+++ Provided records

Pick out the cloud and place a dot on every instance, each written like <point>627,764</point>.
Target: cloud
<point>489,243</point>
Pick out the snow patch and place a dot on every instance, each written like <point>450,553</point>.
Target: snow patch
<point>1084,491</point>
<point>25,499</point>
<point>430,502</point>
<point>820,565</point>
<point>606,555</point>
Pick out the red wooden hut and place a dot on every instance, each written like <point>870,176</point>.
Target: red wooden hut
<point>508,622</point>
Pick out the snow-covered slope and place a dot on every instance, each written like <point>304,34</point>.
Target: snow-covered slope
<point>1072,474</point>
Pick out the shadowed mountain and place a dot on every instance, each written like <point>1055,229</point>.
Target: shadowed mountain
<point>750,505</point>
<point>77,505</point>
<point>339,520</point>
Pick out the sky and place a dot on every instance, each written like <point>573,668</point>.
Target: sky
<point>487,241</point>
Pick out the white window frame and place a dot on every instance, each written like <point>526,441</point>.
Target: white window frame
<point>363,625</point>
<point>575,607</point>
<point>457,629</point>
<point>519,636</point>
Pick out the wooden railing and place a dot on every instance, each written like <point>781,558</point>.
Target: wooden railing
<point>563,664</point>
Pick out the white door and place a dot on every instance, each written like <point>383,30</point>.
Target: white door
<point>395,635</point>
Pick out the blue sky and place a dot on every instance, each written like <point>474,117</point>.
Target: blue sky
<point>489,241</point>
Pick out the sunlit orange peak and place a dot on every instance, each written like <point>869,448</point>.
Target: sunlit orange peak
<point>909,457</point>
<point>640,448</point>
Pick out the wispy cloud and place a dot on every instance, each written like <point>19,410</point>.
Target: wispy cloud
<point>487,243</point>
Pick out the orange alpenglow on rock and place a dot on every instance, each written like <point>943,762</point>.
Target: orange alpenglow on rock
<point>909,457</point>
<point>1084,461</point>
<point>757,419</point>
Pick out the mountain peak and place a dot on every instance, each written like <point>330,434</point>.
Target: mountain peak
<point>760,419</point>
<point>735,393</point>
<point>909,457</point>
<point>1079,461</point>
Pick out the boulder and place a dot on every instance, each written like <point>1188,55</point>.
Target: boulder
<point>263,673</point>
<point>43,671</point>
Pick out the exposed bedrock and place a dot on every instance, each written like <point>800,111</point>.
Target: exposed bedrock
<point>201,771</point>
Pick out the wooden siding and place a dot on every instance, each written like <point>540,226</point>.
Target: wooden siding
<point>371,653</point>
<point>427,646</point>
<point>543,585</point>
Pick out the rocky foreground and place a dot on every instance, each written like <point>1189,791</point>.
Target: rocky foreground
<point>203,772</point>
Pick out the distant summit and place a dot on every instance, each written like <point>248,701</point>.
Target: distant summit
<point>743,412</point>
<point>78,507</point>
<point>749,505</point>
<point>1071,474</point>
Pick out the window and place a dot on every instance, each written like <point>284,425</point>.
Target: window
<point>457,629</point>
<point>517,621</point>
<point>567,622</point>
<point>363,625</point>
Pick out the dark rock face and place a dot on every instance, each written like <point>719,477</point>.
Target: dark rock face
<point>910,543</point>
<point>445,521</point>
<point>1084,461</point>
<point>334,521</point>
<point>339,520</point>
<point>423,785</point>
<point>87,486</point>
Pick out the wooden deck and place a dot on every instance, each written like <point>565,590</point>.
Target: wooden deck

++++++

▶ **Work to complete**: Format as a numbered list every line in the entries above from the line containing "Pick out the white window" down to the line containing "<point>1071,474</point>", both included. Leave out any blank lines.

▶ **Output of the task**:
1. Pick out the white window frame and place a dot on every instance, each written like <point>526,441</point>.
2. Target: white window frame
3. <point>363,625</point>
4. <point>575,607</point>
5. <point>457,629</point>
6. <point>519,636</point>
7. Pick out the wooden railing and place a dot on every instance, each written like <point>781,558</point>.
8. Target: wooden railing
9. <point>563,664</point>
10. Pick out the white door and place a dot on every instance, each written like <point>383,30</point>.
11. Target: white door
12. <point>395,635</point>
13. Pick out the blue sky and place a dot on every instance, each written like <point>474,117</point>.
14. Target: blue sky
15. <point>489,241</point>
16. Pick out the sunlit orange peak and place a dot on every instance, each written like <point>869,448</point>.
17. Target: sunlit orange peak
18. <point>909,457</point>
19. <point>640,448</point>
20. Pick out the wispy cloud and place a dot on every instance, each written like <point>19,410</point>.
21. Target: wispy cloud
22. <point>487,243</point>
23. Pick out the orange alpenglow on rock and place a dot on every instance, each written like <point>943,762</point>.
24. Target: orange alpenglow on rock
25. <point>909,457</point>
26. <point>1084,461</point>
27. <point>757,419</point>
28. Pick out the mountain peak and place a dot on every instance, each written like <point>330,434</point>.
29. Target: mountain peak
30. <point>760,419</point>
31. <point>735,393</point>
32. <point>909,457</point>
33. <point>1079,461</point>
34. Pick out the boulder and place a dot on every instance, each written like <point>1188,55</point>.
35. Target: boulder
36. <point>263,673</point>
37. <point>43,671</point>
38. Pick out the exposed bedrock and place a dot on every instance, each written like <point>800,111</point>.
39. Target: exposed bedrock
40. <point>201,771</point>
41. Pick out the wooden siding and place a dot on every instance, each written like <point>540,226</point>.
42. Target: wooden siding
43. <point>371,653</point>
44. <point>427,646</point>
45. <point>543,585</point>
46. Pick out the rocky foreground and place a dot on every instance, each written like <point>1189,791</point>.
47. Target: rocky foreground
48. <point>203,772</point>
49. Pick out the distant summit and place a dot on every instance, each written like <point>248,701</point>.
50. Target: distant summit
51. <point>743,412</point>
52. <point>78,507</point>
53. <point>749,505</point>
54. <point>1071,474</point>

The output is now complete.